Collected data

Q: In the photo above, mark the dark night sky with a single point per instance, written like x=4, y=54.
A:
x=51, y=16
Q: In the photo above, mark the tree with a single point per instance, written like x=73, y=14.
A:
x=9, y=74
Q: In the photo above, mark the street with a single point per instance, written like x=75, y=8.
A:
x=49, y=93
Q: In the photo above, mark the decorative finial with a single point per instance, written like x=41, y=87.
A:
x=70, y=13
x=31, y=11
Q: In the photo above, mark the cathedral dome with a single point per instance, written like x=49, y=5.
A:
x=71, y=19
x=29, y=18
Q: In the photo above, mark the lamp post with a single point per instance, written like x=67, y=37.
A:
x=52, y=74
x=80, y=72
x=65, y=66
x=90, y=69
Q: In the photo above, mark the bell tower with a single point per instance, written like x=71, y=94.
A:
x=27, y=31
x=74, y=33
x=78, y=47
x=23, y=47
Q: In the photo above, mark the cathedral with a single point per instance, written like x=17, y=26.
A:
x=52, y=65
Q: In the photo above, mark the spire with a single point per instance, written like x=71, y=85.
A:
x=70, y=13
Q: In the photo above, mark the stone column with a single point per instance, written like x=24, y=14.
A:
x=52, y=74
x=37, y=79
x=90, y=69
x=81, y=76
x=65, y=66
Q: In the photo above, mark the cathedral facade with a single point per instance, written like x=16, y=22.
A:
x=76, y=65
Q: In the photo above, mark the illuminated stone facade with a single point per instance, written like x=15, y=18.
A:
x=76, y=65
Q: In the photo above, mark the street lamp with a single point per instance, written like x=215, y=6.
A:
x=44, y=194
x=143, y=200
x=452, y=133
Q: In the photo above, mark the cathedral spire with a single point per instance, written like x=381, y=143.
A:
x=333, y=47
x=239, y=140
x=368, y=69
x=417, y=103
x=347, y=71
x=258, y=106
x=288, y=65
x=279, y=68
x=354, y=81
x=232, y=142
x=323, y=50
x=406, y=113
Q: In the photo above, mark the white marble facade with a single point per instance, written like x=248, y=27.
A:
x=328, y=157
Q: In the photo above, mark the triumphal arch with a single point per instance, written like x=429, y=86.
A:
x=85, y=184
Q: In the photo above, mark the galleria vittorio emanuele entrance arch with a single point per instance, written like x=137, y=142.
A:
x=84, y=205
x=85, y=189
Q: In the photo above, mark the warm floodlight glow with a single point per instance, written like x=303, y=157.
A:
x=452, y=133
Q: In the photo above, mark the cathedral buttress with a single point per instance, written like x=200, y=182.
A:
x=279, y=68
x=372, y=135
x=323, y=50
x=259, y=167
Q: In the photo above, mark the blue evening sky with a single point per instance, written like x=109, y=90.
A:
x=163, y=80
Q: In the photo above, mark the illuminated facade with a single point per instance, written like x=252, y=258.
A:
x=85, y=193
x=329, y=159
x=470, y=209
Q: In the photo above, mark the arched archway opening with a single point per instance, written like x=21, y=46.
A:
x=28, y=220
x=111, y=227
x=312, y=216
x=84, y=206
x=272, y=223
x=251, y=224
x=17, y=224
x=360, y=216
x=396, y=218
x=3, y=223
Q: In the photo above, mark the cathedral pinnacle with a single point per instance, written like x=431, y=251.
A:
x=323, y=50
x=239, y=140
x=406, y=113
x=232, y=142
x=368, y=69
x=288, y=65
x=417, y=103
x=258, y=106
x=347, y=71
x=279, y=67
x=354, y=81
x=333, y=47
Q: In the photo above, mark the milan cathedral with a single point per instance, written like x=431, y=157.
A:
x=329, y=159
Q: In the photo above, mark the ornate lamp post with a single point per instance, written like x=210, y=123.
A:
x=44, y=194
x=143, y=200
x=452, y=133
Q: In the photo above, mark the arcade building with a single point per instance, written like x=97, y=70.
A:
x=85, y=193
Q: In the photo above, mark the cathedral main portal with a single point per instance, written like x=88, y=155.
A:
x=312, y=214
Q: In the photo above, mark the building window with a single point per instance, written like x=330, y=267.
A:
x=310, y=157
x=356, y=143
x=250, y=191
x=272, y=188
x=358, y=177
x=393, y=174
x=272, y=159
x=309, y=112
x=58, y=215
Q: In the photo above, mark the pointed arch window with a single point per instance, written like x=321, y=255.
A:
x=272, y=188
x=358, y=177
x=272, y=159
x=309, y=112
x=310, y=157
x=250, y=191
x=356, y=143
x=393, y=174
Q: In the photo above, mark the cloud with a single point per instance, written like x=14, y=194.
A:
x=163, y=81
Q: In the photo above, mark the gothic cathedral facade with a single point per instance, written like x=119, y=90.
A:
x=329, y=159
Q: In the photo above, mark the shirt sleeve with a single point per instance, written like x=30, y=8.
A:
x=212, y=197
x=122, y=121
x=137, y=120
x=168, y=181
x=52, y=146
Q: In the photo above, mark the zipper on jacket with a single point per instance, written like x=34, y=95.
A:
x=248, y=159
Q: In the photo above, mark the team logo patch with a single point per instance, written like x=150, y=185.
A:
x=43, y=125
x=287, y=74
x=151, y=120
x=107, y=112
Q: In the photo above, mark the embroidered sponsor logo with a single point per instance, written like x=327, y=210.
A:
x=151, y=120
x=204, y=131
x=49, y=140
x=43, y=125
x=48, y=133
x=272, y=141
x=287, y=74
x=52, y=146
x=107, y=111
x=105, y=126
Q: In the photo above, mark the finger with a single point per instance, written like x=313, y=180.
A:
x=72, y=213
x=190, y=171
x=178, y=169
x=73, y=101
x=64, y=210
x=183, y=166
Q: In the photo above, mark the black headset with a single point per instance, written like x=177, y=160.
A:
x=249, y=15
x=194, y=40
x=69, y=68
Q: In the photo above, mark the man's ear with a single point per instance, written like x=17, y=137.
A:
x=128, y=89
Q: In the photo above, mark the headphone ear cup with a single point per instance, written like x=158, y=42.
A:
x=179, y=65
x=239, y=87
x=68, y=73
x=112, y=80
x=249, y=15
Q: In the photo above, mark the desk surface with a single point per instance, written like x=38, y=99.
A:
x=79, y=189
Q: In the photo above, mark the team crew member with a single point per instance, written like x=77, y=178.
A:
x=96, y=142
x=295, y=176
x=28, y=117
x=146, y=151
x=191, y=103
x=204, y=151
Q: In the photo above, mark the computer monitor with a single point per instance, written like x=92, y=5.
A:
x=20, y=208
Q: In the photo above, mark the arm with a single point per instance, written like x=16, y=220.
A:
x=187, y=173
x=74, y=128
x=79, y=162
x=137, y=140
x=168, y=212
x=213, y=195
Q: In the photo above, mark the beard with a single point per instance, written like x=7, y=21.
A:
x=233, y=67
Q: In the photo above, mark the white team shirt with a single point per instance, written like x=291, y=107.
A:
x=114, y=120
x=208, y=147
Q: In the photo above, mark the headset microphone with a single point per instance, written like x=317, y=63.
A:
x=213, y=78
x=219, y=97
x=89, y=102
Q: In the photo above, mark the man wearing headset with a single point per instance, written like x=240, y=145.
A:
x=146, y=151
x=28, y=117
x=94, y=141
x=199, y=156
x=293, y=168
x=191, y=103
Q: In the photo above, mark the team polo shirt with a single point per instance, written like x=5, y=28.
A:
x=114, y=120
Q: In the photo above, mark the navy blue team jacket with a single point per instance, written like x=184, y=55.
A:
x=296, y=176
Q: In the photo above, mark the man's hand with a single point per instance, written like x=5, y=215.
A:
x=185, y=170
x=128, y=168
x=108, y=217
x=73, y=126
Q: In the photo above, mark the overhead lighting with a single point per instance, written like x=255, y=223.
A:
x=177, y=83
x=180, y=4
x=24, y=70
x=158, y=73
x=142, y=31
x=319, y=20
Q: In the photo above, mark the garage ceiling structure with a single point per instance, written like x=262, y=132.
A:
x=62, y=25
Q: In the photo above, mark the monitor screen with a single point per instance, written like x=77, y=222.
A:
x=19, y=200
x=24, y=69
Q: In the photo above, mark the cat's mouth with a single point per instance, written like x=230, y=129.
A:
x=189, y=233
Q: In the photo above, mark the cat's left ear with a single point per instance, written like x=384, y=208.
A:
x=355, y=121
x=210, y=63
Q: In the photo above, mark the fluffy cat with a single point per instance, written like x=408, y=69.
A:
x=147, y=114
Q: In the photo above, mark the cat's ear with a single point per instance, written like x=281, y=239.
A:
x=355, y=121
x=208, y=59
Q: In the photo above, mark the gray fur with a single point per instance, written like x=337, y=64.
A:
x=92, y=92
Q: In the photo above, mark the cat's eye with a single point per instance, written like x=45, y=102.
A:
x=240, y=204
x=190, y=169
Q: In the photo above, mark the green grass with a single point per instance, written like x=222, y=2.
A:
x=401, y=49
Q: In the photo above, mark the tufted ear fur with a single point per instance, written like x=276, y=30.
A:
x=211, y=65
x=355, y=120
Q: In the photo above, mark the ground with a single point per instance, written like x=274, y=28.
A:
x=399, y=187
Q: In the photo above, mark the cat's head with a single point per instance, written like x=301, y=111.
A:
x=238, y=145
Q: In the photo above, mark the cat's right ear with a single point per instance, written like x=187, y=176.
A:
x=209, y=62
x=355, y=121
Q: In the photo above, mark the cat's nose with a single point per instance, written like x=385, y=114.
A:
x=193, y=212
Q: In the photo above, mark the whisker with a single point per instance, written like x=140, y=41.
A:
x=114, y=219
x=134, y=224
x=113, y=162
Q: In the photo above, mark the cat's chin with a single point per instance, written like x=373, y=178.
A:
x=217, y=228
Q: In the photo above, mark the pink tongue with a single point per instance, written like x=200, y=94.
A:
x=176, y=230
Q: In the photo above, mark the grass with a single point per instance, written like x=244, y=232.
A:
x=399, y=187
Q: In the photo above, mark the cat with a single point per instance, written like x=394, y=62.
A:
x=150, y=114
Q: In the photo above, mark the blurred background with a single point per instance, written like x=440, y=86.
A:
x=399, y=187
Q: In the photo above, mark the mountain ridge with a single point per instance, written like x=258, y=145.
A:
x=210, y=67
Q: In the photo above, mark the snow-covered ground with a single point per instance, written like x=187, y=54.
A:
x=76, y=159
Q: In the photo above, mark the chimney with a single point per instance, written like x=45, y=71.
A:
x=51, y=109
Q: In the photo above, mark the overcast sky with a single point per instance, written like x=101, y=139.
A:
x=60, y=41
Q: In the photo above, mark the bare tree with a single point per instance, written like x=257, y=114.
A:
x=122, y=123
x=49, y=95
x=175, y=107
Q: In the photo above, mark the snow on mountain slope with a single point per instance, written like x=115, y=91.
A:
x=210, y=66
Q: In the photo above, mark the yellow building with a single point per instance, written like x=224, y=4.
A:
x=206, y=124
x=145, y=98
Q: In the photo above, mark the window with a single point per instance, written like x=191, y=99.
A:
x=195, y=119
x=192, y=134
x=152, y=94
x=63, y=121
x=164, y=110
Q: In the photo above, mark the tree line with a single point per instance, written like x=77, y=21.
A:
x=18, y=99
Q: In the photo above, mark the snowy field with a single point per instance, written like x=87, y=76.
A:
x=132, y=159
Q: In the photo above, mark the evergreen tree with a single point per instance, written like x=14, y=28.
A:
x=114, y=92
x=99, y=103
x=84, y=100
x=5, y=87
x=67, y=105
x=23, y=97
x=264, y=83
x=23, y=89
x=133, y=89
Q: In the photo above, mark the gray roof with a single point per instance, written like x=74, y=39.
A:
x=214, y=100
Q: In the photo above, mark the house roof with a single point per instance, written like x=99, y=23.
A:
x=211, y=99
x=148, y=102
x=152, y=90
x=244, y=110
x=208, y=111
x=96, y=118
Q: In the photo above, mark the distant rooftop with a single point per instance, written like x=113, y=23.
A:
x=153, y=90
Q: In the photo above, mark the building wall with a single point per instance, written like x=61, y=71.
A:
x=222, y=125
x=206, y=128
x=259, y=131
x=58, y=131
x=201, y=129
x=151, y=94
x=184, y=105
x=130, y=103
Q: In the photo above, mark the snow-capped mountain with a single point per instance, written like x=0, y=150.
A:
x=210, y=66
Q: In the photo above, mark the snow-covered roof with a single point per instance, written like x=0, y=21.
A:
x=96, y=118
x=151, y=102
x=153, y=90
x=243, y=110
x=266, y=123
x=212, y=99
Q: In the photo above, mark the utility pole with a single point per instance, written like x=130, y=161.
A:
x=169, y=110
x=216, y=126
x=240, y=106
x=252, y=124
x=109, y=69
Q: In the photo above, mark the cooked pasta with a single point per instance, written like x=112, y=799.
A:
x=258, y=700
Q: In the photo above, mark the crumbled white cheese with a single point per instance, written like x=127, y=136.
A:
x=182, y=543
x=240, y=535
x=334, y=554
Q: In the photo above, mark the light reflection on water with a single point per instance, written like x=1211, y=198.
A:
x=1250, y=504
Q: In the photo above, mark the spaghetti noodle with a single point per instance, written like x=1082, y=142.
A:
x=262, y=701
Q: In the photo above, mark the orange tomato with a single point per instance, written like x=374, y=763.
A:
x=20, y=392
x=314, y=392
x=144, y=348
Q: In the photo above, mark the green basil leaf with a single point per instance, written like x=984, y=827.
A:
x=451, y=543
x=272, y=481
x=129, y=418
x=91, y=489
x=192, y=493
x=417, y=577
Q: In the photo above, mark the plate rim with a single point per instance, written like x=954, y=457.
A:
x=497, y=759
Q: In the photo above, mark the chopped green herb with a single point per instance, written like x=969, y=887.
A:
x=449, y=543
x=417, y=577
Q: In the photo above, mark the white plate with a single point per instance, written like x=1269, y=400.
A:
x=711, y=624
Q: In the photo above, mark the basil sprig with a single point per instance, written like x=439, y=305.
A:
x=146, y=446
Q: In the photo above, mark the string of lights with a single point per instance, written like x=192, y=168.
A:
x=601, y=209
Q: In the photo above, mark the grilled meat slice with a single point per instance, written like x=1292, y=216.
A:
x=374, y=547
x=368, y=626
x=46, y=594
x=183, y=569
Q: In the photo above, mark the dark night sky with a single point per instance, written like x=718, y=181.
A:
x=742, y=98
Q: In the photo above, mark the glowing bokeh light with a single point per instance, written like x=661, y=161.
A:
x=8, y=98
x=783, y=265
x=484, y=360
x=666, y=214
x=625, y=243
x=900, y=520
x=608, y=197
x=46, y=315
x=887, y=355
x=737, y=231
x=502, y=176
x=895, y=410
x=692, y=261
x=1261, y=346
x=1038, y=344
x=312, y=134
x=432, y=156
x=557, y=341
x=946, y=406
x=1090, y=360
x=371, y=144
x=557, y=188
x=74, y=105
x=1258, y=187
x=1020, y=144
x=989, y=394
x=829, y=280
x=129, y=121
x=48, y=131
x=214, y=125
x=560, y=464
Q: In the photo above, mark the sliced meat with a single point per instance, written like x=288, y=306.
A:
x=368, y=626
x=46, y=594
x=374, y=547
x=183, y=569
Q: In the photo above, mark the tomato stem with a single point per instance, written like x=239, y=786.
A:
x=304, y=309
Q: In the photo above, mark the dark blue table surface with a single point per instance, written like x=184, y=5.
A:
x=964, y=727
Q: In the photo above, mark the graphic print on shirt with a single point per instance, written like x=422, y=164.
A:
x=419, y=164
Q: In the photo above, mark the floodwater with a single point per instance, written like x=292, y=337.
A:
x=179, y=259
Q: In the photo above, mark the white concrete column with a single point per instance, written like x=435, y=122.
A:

● **OBJECTIVE**: With both ends included, please retype exactly the lines from the line containing "Q: In the photo above, mark the sliced" to the final line of the data.

● **RESPONSE TO THIS EXERCISE**:
Q: In the photo above, mark the sliced meat with a single point per instance, written like x=288, y=306.
A:
x=368, y=626
x=46, y=594
x=374, y=547
x=183, y=569
Q: In the photo above, mark the tomato stem with a single point per instance, written like x=239, y=786.
A:
x=304, y=309
Q: In the photo above, mark the dark blue table surface with a single point per instance, written like x=184, y=5.
A:
x=964, y=727
Q: In the photo above, mark the graphic print on shirt with a single point per instance, written like x=422, y=164.
A:
x=419, y=164
Q: In the photo above, mark the floodwater with a single point per instance, written like x=292, y=337.
A:
x=179, y=259
Q: In the photo above, mark the white concrete column with a single point per instance, written like x=435, y=122.
A:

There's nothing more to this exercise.